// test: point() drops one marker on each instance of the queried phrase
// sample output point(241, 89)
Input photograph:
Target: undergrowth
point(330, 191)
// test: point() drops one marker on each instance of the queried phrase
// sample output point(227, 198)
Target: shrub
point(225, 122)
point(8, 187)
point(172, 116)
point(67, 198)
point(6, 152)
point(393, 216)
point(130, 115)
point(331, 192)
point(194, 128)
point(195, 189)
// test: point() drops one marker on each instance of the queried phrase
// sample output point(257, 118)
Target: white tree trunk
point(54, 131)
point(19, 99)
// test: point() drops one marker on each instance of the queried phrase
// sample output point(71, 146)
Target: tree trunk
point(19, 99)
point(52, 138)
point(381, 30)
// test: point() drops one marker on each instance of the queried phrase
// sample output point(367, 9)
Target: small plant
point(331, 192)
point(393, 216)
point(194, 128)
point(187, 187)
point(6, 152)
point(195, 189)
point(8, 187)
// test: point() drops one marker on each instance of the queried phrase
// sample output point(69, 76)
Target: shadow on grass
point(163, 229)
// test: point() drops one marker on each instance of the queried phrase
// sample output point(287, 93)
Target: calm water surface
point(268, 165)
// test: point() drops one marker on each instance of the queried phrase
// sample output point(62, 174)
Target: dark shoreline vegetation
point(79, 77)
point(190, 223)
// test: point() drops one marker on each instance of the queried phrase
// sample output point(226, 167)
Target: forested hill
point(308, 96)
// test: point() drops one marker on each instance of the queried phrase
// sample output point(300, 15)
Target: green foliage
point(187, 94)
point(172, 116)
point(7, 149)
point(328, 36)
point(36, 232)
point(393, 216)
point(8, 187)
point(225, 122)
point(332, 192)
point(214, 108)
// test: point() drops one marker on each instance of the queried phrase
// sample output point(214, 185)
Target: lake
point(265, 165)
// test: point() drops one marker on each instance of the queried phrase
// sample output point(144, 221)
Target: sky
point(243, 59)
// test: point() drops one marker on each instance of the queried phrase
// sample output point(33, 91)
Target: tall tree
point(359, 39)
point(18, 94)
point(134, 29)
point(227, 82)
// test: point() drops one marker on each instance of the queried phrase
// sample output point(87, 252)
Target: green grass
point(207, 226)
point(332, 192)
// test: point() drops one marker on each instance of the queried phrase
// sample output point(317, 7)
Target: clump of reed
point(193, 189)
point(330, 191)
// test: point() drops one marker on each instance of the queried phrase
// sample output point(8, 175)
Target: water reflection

──────────────────────────────

Every single record is to be set down again, unaltered.

### Written reply
// test: point() drops one marker on each instance of the queried phrase
// sample output point(241, 89)
Input photograph:
Target: undergrowth
point(330, 191)
// test: point() drops one marker on each instance of the queried phrase
// sample output point(227, 198)
Target: shrub
point(225, 122)
point(8, 187)
point(172, 116)
point(67, 198)
point(6, 152)
point(393, 216)
point(130, 115)
point(331, 192)
point(194, 128)
point(195, 189)
// test: point() drops one marker on each instance of the queried phrase
// sample output point(257, 118)
Target: white tree trunk
point(54, 131)
point(19, 99)
// test: point() drops one marker on each instance of the queried phrase
// sample output point(71, 146)
Target: tree trunk
point(19, 99)
point(52, 138)
point(381, 30)
// test: point() drops one marker on each instance of the queried phrase
// sample output point(367, 9)
Target: small plant
point(331, 192)
point(393, 216)
point(194, 128)
point(187, 187)
point(6, 152)
point(195, 189)
point(8, 187)
// test: point() drops one marker on each instance of the queried phrase
// sample output point(69, 76)
Target: shadow on grass
point(163, 229)
// test: point() drops one marker on each instance of the queried phrase
// sample output point(287, 93)
Target: calm water surface
point(268, 165)
// test: point() drops one marker on each instance of the queried phrase
// sample output point(62, 174)
Target: dark shoreline vegetation
point(79, 77)
point(190, 223)
// test: point() drops one marker on each instance of the queried phrase
// sample output point(226, 167)
Target: forested hill
point(308, 96)
// test: point() drops one marker on each instance of the queried phrase
// sample output point(300, 15)
Target: green foliage
point(187, 94)
point(172, 116)
point(7, 149)
point(328, 36)
point(36, 232)
point(393, 216)
point(8, 187)
point(225, 122)
point(332, 192)
point(214, 108)
// test: point() drops one marker on each instance of the queried phrase
// sample output point(214, 185)
Target: lake
point(265, 165)
// test: point() drops one marker on each instance of the queried phrase
// sample output point(144, 221)
Target: sky
point(243, 59)
// test: point() drops one marker on each instance of the queried phrase
// sample output point(33, 91)
Target: tall tree
point(359, 39)
point(18, 94)
point(134, 29)
point(227, 82)
// test: point() drops one marker on each instance of the queried phrase
// sample output point(87, 252)
Target: green grass
point(207, 226)
point(332, 192)
// test: point() drops one marker on each instance of the queried phrase
// sample output point(317, 7)
Target: clump of reed
point(193, 189)
point(330, 191)
// test: point() drops one marker on each instance of the queried phrase
// sample output point(8, 175)
Target: water reflection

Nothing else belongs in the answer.